▶ _SET TASK_
Rewrite the items from the line with "# test: mark the white" through the end of the items, replacing "one dot per instance" with "one point per instance" and leaving everything else unchanged.

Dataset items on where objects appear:
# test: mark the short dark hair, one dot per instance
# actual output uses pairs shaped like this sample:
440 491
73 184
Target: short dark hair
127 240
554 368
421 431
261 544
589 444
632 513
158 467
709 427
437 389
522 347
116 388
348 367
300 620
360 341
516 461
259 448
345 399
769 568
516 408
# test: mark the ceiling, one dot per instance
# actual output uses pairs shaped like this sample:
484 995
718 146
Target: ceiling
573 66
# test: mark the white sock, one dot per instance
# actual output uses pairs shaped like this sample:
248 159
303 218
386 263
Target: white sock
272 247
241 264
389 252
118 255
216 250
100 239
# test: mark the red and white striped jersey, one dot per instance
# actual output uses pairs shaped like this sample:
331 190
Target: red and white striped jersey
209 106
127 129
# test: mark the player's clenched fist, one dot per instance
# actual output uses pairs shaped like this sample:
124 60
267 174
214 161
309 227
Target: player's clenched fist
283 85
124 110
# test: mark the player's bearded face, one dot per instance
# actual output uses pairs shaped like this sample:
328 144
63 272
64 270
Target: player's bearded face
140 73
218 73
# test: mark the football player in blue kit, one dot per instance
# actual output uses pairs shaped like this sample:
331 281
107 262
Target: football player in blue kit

▶ _CORRECT RESULT_
# test: mark the white sock, one point per instance
# actual output uses pairs shaped like this sample:
248 159
303 218
386 263
Target: white sock
272 247
241 264
389 252
118 255
216 250
100 239
# test: mark the red and white striped jersey, one point per instance
# actual output uses pairs shaped like this sample:
331 190
Target: red and white striped jersey
209 106
127 129
# test: mark the player's clenched fist, one point per instance
# actual output uses pairs shaped like this sample:
124 60
267 174
214 161
309 227
Target: player's clenched fist
283 85
124 110
# test: mark the player's bearded face, one point per instance
# actual output uses pairs shaped like this sample:
328 144
63 272
64 270
Target: player's bearded face
140 73
218 73
# test: mark the football player in blue kit, one point per instance
# actual output uses pairs shaped like this sample:
331 281
107 262
Target: football player in blue kit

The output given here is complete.